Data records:

* * * * *

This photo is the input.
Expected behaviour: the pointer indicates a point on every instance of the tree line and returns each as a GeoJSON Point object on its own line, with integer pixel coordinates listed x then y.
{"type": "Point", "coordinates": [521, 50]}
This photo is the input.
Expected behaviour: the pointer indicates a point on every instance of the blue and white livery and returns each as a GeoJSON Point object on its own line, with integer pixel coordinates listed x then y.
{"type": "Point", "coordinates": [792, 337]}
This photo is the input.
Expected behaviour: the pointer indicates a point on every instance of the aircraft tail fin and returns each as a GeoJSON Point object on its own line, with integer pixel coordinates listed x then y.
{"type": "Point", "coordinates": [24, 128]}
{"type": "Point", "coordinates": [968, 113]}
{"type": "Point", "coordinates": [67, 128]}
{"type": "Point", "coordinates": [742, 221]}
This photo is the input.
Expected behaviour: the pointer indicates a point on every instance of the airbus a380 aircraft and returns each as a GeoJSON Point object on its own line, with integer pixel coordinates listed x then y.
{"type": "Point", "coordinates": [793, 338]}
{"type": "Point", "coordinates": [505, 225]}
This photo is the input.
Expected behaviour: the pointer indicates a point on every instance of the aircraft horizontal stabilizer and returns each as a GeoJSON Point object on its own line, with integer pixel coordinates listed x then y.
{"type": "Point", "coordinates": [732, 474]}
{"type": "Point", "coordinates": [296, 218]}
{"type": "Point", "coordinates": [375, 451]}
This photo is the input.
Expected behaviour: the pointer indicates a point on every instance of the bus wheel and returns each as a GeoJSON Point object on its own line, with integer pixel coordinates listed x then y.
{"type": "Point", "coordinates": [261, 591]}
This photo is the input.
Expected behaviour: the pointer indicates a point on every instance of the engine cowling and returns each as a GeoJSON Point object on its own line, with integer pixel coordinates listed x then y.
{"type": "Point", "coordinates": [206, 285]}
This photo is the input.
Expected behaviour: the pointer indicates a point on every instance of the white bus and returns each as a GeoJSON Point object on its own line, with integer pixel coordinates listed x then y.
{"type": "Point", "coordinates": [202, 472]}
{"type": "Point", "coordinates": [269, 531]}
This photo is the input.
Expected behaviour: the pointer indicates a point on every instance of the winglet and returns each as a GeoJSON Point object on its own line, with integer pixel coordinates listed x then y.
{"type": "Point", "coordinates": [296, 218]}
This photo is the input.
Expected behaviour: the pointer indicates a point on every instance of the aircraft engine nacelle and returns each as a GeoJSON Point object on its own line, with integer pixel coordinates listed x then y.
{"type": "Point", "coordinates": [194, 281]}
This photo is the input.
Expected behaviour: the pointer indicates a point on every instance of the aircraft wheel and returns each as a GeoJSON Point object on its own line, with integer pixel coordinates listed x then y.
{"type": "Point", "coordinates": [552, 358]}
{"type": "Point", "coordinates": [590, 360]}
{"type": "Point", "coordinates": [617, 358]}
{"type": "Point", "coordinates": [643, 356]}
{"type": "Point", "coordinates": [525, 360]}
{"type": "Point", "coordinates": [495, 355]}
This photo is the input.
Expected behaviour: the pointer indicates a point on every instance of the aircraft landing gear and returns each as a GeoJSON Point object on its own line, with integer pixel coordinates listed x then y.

* * * * *

# THE TASK
Transcribe all of the lines in the records precisely.

# RESULT OF THIS TASK
This photo is the input.
Expected behaviour: the pointer indicates a point on every instance of the tree line and returns each as a GeoJSON Point object on its own line, with integer pixel coordinates listed x then y.
{"type": "Point", "coordinates": [521, 50]}
This photo is the input.
Expected behaviour: the pointer indicates a point on every instance of the blue and white livery and returns each as a GeoJSON Point object on its own line, with integer pixel coordinates listed x then y.
{"type": "Point", "coordinates": [792, 337]}
This photo is the input.
Expected behaviour: the pointer indicates a point on every instance of the aircraft tail fin and returns each as a GeoJSON Point object on its own line, with integer pixel coordinates listed x then y.
{"type": "Point", "coordinates": [24, 128]}
{"type": "Point", "coordinates": [968, 113]}
{"type": "Point", "coordinates": [67, 128]}
{"type": "Point", "coordinates": [742, 221]}
This photo is the input.
Expected behaviour: the pointer indicates a point on every instance of the airbus a380 aircraft and returns each as a GeoJSON Point object on its own line, with integer pixel coordinates listed x then y.
{"type": "Point", "coordinates": [793, 338]}
{"type": "Point", "coordinates": [505, 225]}
This photo is the input.
Expected behaviour: the pointer indicates a point on every instance of the aircraft horizontal stabilizer and returns each as a GeoJSON Point object on its own line, with integer pixel coordinates listed x then y.
{"type": "Point", "coordinates": [732, 474]}
{"type": "Point", "coordinates": [296, 218]}
{"type": "Point", "coordinates": [375, 451]}
This photo is the input.
Expected behaviour: the pointer indicates a point on every instance of the bus wheel and returns each as a GeoJSON Point object on its own line, with integer pixel coordinates listed x then y.
{"type": "Point", "coordinates": [261, 591]}
This photo is the input.
Expected behaviour: the pointer indicates a point on every instance of the engine cowling and returns each as a GeoJSON Point object on its own line, with integer pixel coordinates listed x then y.
{"type": "Point", "coordinates": [206, 285]}
This photo is the input.
Expected behaviour: the pointer indicates a point on every instance of the white bus and returns each as a GeoJSON Point object on its own line, with integer pixel coordinates listed x then y.
{"type": "Point", "coordinates": [202, 472]}
{"type": "Point", "coordinates": [269, 531]}
This photo is the input.
Expected behaviour: the pointer indicates a point on every instance of the winglet and returns each as a GeoJSON Point object on its own line, with integer pixel coordinates listed x then y.
{"type": "Point", "coordinates": [296, 218]}
This photo is the input.
Expected behaviour: the pointer indicates a point on every instance of the aircraft engine nacelle and returns each as a GeoJSON Point object on its own line, with integer pixel coordinates listed x then y.
{"type": "Point", "coordinates": [194, 281]}
This photo is the input.
Expected behaviour: the pointer indicates a point on every instance of the aircraft wheel and returns each as a GeoJSON Point object on its own line, with integer pixel coordinates listed x then y.
{"type": "Point", "coordinates": [552, 358]}
{"type": "Point", "coordinates": [590, 360]}
{"type": "Point", "coordinates": [617, 358]}
{"type": "Point", "coordinates": [643, 356]}
{"type": "Point", "coordinates": [525, 360]}
{"type": "Point", "coordinates": [495, 355]}
This photo is the input.
Expected behaviour: the pointer indicates a point on every instance of the aircraft landing gear and returns each as a GeoJSON Point object on its own line, with integer pixel coordinates listed x then y.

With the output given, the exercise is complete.